■ Requirements
Lay out the stretch from the start of the items through the line containing "(157, 0), (241, 54)" as a numbered list, skipping blank lines.

■ Task data
----

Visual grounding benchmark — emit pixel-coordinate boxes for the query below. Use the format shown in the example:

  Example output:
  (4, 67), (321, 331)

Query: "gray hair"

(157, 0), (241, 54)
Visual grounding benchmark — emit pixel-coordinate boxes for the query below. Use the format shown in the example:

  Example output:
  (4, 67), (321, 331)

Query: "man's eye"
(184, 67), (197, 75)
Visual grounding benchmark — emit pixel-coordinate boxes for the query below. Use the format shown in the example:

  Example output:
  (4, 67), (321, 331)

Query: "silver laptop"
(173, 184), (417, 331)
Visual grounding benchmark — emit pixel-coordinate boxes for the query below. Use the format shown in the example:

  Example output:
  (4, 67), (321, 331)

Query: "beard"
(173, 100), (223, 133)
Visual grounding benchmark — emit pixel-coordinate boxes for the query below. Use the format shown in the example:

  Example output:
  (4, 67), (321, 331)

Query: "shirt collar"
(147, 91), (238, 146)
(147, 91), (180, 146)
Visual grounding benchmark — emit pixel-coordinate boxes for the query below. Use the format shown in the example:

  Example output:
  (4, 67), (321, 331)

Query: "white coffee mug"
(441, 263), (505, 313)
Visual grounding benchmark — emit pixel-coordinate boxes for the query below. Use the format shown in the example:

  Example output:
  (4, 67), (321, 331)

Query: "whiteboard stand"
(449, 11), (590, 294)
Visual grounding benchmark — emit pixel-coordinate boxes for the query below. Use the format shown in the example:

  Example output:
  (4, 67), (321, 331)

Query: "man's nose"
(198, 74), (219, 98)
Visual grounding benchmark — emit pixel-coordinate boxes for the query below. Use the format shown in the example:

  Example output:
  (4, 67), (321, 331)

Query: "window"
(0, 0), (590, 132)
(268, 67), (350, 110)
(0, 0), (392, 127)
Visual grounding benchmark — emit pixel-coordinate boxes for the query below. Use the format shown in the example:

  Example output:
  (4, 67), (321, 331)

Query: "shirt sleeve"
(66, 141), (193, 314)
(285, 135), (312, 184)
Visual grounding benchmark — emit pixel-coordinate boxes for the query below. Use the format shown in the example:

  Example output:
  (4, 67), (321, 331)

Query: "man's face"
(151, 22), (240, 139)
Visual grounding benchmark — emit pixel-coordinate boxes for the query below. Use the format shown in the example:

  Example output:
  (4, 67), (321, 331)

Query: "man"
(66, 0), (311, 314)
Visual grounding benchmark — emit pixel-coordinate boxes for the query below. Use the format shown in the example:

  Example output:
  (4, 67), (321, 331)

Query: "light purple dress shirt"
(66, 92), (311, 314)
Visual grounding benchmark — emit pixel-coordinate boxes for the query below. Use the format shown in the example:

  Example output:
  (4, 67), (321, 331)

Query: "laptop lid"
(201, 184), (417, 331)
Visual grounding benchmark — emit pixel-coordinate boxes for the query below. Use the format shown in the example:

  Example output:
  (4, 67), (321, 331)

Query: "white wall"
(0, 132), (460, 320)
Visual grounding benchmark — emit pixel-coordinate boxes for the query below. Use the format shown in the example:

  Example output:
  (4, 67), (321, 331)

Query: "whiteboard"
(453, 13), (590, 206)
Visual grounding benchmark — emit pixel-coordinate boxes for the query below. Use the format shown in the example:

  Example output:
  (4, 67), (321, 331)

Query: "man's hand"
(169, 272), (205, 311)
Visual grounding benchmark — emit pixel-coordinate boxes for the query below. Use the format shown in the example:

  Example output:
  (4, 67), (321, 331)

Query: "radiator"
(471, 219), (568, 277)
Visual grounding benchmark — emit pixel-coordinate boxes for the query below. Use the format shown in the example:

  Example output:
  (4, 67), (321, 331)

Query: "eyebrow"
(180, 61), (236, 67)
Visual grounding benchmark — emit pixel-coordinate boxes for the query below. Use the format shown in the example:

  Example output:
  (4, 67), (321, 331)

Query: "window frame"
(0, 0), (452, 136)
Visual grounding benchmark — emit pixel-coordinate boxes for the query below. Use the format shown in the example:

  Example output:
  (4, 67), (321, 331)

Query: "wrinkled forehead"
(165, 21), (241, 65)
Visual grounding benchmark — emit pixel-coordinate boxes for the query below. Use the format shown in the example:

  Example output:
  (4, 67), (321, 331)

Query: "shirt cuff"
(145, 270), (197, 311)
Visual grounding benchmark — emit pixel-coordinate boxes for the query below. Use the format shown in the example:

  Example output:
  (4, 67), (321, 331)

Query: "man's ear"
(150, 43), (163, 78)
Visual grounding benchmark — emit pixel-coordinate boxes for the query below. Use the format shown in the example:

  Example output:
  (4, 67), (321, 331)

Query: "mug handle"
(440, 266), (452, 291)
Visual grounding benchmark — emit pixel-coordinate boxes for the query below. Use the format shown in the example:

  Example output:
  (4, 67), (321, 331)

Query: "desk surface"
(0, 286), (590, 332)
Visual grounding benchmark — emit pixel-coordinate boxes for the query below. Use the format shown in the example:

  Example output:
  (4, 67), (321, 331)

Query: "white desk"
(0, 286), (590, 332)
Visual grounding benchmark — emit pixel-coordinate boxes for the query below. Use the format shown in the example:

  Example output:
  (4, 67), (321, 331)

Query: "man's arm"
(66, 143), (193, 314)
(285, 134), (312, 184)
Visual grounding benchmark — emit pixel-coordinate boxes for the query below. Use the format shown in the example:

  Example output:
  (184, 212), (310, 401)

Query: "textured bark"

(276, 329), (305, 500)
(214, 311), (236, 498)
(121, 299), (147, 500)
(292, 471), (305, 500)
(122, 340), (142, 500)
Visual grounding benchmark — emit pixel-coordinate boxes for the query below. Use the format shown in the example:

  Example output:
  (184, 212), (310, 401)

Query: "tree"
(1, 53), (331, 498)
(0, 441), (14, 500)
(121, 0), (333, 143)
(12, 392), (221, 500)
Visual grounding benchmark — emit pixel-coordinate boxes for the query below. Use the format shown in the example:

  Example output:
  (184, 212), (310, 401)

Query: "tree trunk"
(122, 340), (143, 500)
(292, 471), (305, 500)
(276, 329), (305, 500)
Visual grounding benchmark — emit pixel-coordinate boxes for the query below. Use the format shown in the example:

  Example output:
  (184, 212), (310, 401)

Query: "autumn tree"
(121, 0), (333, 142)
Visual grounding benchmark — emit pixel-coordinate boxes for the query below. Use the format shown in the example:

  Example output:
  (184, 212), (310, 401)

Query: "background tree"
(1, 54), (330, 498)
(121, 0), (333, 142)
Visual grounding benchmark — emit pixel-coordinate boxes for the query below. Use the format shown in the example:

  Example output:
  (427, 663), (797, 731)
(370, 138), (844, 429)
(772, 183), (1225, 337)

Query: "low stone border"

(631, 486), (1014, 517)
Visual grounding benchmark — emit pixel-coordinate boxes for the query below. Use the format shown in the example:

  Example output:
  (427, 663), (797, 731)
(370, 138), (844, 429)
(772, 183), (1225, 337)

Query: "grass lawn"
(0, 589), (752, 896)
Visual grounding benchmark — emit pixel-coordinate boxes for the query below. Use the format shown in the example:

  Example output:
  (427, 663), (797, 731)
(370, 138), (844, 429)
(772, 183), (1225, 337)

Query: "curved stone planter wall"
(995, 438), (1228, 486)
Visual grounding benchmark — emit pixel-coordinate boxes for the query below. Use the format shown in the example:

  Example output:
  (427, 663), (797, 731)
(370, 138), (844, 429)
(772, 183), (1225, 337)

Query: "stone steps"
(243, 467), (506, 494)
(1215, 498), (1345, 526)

----

■ Solved problem
1. Visual grounding benchmark — emit pixel-coordinate boxes for the query below. Use the format shown in the example:
2.   Example output:
3.   (4, 67), (321, 331)
4. Query: "gray hair"
5. (157, 0), (241, 54)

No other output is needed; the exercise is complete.